▶ Given passage
________________________________________

IT is less than two years since that charismatic couple, blissfully in love and beaming with joy, announced their engagement to the world.

What a whoosh of fresh air Harry and Meghan would bring to the Royal family, we thought. What a force of nature they would be – a dynamic, 21st-century team taking the Monarchy into the future.

Now it’s all gone sour. In hindsight, the Sussexes’ announcement that they intend to step down as senior Royals was perhaps inevitable. There have been signs over recent months that they weren’t happy with their lot, and they appeared to be keeping a distance from the family. The biggest shock was that it came so swiftly, with no warning to the Queen.

Whatever you think about the Royals, you’ve got to spare a thought for a 93-year-old great-gran who has spent the past year lurching from one family crisis to the next. There must be times when she despairs of the lot of them.

I’ve always liked Harry and Meghan, with their rock star charisma, sense of fun and social conscience. They brought something new and exciting to the Windsors, and looked set to take British Royalty into a new era.

But lately they’ve been coming across as a spoilt, rather humourless pair who want everything on their own terms. The Press have given them privacy - way more than Diana ever had - and on their overseas Royal tours, cosseted in the lap of luxury, they got very positive media coverage. For every negative story about Meghan (much of it from her own family) there has been plenty of the toadyish cap-doffing that the national Press reserves for the Royals.

So to turn on the Press, as bitterly as they did, seems churlish and unfair. Prince Harry, once the funster of the young Royal set, took to scowling like a petulant schoolboy.

Like many people over the past week, I have lost patience with the Sussexes. I struggle to find sympathy for two grown adults who have been granted a life of immense privilege, yet complain when things don’t go entirely their way.

But as the dust starts to settle and the couple enter their ‘transition period’, their desire to be financially independent seems, in theory, something to be welcomed. There’s a lot of red tape to get through; I would hope they don’t expect tax-payers in the UK or Canada to fund their security and travel costs. And shouldn’t they pay back the £2.4m of public money that renovated the luxury Windsor home the Queen gifted them? Then there’s the issue of what portion of their time they’ll spend on Royal duties, their charities and patronages, and the conflict of interests that could come with their independence.

The idea of them as an international power couple, making millions as a global brand, is a bit tacky, but does it really matter? As a “spare”, not an “heir”, Prince Harry is allowed a freedom of choice that his brother will never have.

________________________________________

▶ Assigned task 1
Could you copy the Harry and Meghan column word for word, between "I’ve always liked" and "into a new era.", inclusive?
▶ Assigned task 2
Can you write the next part of the column on Harry and Meghan stepping down as senior Royals, picking up after its final sentence?

________________________________________

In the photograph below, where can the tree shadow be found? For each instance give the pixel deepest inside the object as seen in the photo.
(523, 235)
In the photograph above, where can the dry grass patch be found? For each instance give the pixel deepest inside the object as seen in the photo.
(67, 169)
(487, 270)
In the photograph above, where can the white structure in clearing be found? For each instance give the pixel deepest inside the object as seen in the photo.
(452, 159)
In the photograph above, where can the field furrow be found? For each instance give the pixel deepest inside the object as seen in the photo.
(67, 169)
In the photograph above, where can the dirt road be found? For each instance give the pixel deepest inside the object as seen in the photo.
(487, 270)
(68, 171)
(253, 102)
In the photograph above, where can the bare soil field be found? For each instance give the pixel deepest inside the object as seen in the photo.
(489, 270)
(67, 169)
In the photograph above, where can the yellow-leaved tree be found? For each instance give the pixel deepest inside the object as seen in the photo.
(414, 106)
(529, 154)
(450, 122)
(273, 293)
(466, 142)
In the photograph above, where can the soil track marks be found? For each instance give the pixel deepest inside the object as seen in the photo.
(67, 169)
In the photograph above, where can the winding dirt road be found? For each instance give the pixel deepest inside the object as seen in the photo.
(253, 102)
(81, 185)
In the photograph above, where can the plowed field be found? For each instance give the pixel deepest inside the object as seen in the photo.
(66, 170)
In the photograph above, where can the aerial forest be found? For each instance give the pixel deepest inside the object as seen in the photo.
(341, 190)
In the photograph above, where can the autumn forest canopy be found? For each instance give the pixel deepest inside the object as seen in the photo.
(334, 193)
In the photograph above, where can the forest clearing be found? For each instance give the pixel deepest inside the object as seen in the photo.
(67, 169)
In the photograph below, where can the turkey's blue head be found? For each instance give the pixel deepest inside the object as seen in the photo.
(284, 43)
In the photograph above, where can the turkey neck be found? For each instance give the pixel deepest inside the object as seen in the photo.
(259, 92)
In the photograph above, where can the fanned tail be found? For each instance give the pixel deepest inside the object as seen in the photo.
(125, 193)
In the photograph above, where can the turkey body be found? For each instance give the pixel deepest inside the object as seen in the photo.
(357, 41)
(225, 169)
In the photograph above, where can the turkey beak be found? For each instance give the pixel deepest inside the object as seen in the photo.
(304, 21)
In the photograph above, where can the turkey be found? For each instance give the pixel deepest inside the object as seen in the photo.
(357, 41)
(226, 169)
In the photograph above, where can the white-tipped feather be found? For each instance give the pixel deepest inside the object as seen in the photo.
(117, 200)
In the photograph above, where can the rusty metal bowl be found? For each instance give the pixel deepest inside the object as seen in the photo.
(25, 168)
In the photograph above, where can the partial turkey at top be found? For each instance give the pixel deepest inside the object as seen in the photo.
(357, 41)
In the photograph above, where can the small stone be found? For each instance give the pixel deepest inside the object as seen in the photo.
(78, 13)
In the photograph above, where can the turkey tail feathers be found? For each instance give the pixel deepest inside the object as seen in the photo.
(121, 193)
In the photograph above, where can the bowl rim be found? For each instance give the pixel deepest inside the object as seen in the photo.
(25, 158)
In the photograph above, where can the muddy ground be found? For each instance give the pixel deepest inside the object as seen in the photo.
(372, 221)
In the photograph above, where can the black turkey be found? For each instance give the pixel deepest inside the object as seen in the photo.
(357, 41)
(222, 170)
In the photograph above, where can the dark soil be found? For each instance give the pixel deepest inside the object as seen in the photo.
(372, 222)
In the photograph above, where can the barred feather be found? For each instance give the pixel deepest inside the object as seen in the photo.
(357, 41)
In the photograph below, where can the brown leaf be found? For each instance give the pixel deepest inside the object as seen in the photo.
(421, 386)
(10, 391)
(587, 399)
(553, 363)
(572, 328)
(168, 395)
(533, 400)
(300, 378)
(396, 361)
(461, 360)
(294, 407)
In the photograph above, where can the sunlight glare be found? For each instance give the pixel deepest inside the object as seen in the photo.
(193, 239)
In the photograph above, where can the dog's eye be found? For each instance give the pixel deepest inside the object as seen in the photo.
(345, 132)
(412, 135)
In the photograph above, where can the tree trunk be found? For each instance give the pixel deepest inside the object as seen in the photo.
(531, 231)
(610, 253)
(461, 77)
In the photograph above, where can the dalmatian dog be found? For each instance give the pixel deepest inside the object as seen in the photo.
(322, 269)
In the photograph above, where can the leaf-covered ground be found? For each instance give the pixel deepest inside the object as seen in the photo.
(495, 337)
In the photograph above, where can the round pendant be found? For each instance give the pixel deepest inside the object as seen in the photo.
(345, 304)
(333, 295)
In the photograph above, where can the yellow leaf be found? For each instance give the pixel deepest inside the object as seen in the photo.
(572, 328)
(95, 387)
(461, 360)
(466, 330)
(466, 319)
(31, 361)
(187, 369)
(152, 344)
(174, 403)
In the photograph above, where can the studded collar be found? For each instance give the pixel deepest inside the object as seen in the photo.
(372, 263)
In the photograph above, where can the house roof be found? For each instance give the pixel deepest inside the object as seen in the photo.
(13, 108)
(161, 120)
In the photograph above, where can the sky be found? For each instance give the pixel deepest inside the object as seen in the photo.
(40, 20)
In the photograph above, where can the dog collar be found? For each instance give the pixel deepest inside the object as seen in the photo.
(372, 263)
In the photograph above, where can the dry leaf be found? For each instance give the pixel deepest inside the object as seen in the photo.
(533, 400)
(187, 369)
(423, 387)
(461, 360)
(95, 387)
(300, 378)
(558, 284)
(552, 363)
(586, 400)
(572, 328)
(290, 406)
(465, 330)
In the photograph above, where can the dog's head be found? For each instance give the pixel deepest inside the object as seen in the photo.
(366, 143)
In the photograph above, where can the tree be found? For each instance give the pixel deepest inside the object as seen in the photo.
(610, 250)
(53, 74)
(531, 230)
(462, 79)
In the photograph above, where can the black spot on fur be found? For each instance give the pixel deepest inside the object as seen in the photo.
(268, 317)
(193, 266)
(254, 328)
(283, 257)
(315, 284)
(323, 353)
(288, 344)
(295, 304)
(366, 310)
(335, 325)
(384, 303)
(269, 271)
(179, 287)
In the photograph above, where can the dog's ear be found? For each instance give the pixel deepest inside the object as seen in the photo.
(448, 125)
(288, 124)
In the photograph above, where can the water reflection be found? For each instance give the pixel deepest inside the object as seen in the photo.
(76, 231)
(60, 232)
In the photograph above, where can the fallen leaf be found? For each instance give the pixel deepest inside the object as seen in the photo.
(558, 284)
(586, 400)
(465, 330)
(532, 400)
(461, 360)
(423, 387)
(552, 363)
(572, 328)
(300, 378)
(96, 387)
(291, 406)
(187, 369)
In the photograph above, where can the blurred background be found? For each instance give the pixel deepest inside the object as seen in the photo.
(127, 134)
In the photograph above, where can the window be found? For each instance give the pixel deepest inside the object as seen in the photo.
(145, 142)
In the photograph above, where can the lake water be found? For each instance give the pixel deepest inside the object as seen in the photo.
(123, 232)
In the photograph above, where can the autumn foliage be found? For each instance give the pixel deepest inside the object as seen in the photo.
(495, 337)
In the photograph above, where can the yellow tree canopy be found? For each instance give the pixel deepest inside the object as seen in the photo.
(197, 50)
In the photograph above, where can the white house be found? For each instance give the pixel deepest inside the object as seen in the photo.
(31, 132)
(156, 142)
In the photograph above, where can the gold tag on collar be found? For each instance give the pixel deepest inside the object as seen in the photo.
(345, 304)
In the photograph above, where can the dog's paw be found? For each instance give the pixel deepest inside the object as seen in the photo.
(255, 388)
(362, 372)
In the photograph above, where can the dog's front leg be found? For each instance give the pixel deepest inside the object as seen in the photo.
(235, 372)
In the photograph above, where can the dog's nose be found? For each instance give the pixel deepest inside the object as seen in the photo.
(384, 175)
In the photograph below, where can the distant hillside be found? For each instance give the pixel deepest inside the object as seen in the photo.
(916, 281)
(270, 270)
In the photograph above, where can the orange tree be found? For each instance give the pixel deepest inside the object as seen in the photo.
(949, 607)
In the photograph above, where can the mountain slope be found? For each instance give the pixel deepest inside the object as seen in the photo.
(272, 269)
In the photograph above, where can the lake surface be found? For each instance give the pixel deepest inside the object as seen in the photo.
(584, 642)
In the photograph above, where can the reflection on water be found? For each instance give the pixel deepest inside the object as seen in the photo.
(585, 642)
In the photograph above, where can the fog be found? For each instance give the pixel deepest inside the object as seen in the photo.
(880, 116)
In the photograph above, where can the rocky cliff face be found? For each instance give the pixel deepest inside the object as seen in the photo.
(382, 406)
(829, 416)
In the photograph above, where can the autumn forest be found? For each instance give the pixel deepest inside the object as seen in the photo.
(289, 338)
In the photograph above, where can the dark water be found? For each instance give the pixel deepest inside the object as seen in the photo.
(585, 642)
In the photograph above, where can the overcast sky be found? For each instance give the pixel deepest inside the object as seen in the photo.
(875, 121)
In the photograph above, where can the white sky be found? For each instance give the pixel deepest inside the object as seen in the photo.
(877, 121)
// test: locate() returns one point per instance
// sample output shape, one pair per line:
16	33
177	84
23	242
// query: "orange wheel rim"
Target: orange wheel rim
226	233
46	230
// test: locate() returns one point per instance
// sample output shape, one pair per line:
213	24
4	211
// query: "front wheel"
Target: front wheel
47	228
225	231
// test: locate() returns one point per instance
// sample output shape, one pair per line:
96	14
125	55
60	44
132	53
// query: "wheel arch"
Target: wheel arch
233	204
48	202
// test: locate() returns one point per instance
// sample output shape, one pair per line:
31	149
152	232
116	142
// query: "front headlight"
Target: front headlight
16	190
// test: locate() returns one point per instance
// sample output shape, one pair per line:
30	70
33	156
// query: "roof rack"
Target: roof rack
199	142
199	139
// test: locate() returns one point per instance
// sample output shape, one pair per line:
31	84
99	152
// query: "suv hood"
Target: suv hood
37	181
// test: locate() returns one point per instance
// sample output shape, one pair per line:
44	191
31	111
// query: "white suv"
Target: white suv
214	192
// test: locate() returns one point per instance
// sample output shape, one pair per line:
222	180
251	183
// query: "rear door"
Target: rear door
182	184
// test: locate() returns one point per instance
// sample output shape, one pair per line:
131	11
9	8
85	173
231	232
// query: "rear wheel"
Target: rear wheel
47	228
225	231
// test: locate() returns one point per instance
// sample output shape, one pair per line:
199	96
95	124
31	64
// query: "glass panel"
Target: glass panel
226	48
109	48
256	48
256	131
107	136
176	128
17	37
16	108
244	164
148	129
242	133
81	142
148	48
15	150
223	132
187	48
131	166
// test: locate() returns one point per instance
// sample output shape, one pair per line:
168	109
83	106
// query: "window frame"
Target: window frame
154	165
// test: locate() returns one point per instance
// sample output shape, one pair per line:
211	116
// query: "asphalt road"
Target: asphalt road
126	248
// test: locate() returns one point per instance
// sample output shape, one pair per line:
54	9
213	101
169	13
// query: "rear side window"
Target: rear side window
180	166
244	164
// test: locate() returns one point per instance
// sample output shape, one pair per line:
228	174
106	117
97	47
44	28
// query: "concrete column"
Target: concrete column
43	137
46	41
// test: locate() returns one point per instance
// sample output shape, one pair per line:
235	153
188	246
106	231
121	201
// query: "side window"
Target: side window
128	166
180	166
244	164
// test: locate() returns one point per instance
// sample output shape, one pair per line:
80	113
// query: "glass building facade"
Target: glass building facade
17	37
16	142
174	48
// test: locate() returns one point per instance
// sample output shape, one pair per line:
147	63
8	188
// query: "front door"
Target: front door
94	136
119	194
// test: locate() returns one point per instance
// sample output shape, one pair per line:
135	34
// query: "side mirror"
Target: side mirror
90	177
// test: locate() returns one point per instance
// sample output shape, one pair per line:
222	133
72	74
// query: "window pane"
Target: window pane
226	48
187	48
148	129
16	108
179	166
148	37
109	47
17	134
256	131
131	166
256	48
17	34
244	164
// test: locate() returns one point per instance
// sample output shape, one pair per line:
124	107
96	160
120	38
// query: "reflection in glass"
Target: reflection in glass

________________________________________

▶ Written response 1
I’ve always liked Harry and Meghan, with their rock star charisma, sense of fun and social conscience. They brought something new and exciting to the Windsors, and looked set to take British Royalty into a new era.

▶ Written response 2
As long as they continue to support charities and humanitarian projects they claim are close to their hearts, I think the Sussexes’ decision to make their own money should be welcomed.

In time, it could set the wheels in motion for a more streamlined Royal family, which is long overdue. For far too long this clan has been awash with hangers-on - Viscount and Countess So-and-So, the Duke and Duchess of Wherever - who have gilded lives and a sense of entitlement, and no-one really knows exactly what it is they do.

It’s time they got a proper job.

* MANY A-list stars spend time filming in Bradford but most breeze in and out, keeping their distance from the hoi polloi.

Not Dame Helen Mirren, who's in town shooting new movie The Duke. The Oscar-winner was in the audience at Alhambra panto Snow White last week, and afterwards posed for selfies with the delighted cast, in her £5 flashing tiara. She also enjoyed a fish masala at Mumtaz and met revellers at an 80s-themed hen party in the city.

How lovely that such a huge star took the time to explore, and publicly praise, our much-maligned city. This Dame is a class act.

* "KITTENS are handed to children as playthings, tossed onto the streets and left for dead...maggots crawling from their bodies."

Sounds like something from a Victorian slum, but this is the reality in many urban areas today, say cat rescue organisations struggling to deal with a crippling stray kitten crisis. Yorkshire Cat Rescue is pleading for people not to let kittens out until they're neutered. The charity says the number of stray kittens is rising, and letting them out un-neutered, under six-months-old, sees them lost and vulnerable on busy roads. Kittens have been found crawling with maggots and blind due to disease.

A horrific problem that could be avoided, if these cat-owners weren't so lazy and thoughtless.